## [文本节选]

______

处理函数是Flink底层的函数,工作中通常用来做一些更复杂的业务处理,这次把Flink的处理函数做一次总结,处理函数分好几种,主要包括基本处理函数,keyed处理函数,window处理函数,通过源码说明和案例代码进行测试。
处理函数就是位于底层API里,熟悉处理函数能够更好的处理Flink流处理。
Flink官方文档:https://nightlies.Apache.org/flink/flink-docs-release-1.13/zh/docs/dev/datastream/operators/process_function/
1. 基本处理函数(ProcessFunction)
首先我们看ProcessFunction的源码,ProcessFunction是一个抽象类,继承了AbstractRichFunction类,那么处理函数就拥有了富函数的所有特性。
1. 拥有的方法如下
processElement:编写我们的处理逻辑,每个数据到来都会走这个函数,有三个参数,第一个参数是输入值类型,第二个参数是上下文Context,第三个参数是收集器(输出)。
onTimer:定时器,通过TimerService 进行注册,当定时时间到达的时候就会执行onTimer函数。只有在KeyedStream中才可以使用。
2. 拥有的抽象类
Context:上下文抽象类,在这个类中可以获取到当前时间戳,以及时间服务timerService,可用来注册定时器和查询时间。
3. 源码
//I:输入类型
//O:收集输出类型
public abstract class ProcessFunction<I, O> extends AbstractRichFunction {
private static final long serialVersionUID = 1L;
public ProcessFunction() {
}
public abstract void processElement(I var1, ProcessFunction<I, O>.Context var2, Collector<O> var3) throws Exception;
// 定时器触发时执行的逻辑 当前不支持
public void onTimer(long timestamp, ProcessFunction<I, O>.OnTimerContext ctx, Collector<O> out) throws Exception {
}
public abstract class OnTimerContext extends ProcessFunction<I, O>.Context {
public OnTimerContext() {
super();
}
public abstract TimeDomAIn timeDomain();
}
public abstract class Context {
public Context() {
}
public abstract Long timestamp();
public abstract TimerService timerService();
public abstract <X> void output(OutputTag<X> var1, X var2);
}
}
3. 测试代码
使用linux的nc服务进行端口监听,并向9999端口发送数据,然后我们通过Flink监听9999端口,并获取数据进行数据处理。

______

## [任务目标]
根据上文关于 Flink 处理函数的节选,分别回答下列问题:
(a) ProcessFunction 继承了哪个类?
(b) processElement 的第三个参数是什么?
(c) 测试代码中 Flink 监听的是哪个端口?

## [数据摘录]
______

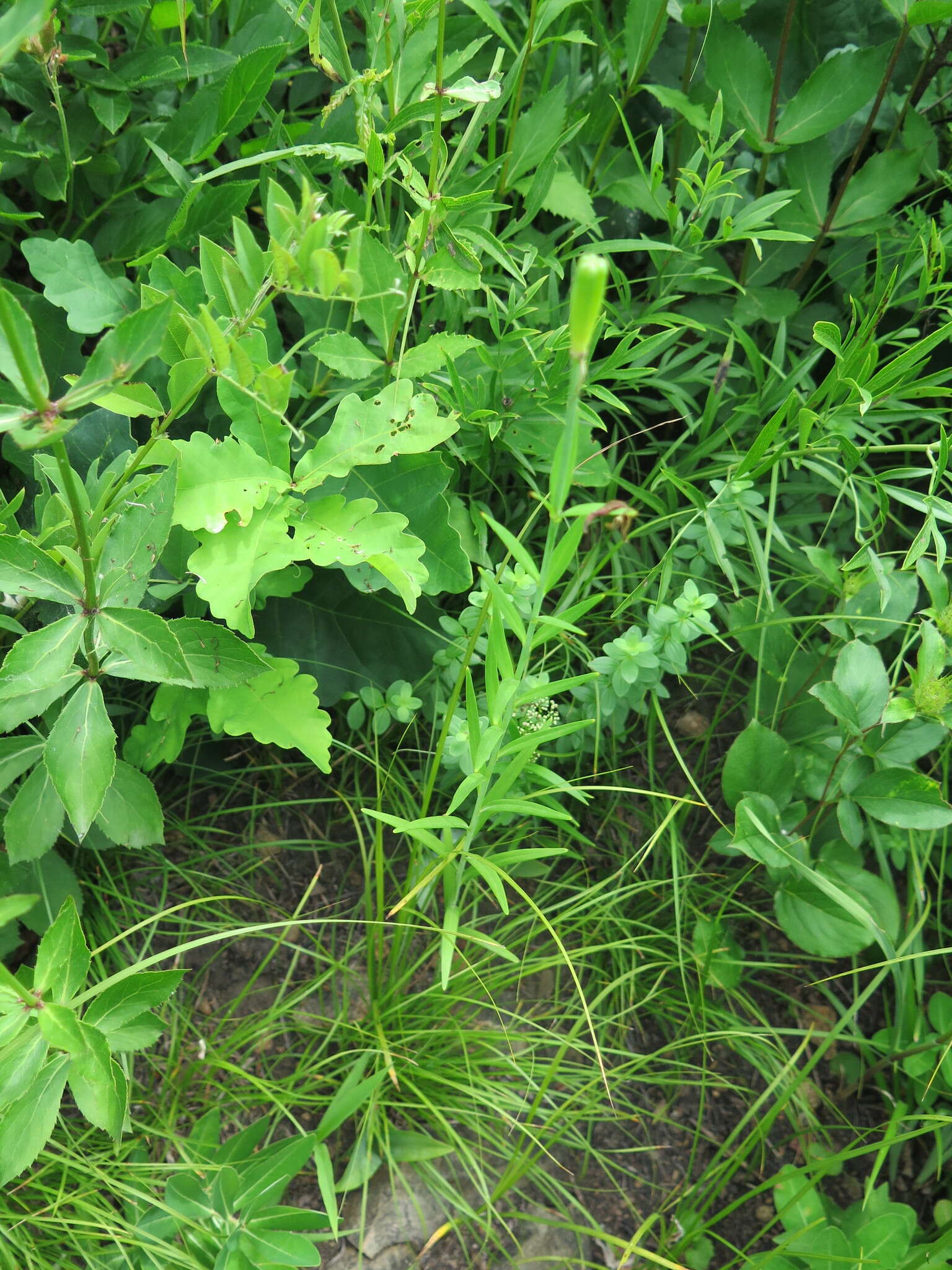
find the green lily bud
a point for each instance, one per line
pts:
(588, 294)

______

## [完整解答]
(a) AbstractRichFunction 类。
(b) 收集器(输出)。
(c) 9999 端口。